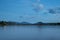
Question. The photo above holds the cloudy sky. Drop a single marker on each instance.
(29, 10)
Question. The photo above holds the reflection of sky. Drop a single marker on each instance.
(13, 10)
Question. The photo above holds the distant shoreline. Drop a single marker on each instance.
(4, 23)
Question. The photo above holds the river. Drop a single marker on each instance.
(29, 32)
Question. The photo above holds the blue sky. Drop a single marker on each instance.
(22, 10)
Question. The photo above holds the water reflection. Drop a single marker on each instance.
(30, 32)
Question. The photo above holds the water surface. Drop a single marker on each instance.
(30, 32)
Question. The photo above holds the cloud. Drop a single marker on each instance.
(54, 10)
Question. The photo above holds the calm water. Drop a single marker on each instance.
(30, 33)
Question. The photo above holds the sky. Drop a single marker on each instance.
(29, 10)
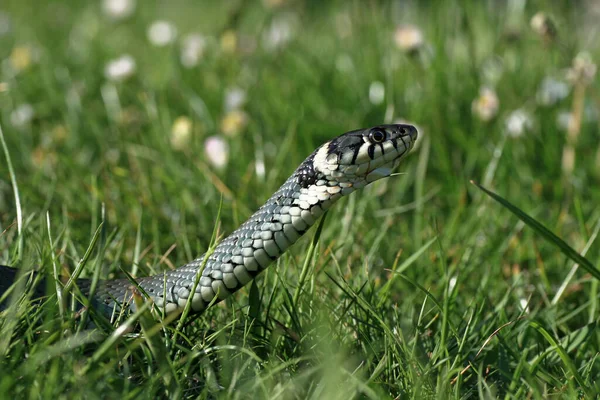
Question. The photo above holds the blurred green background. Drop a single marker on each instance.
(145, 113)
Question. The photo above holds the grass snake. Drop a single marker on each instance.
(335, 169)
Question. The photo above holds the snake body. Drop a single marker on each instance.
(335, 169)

---

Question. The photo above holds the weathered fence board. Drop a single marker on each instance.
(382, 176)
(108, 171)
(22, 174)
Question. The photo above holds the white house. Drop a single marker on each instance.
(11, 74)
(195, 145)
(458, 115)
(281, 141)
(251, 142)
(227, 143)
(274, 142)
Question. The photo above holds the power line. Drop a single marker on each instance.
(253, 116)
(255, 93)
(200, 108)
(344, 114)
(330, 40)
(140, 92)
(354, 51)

---

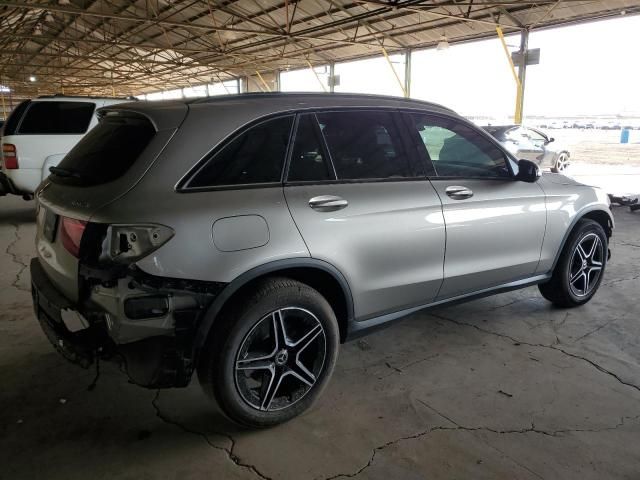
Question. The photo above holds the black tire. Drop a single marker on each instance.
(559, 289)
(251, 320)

Given instruction: Copy out every line of the material that contains the word "reflection".

Answer to the exercise:
Question. The photo above holds the reflection of sky. Drop a single marker on each instance.
Question. The photo above holds the water reflection. Drop a single marker on each instance.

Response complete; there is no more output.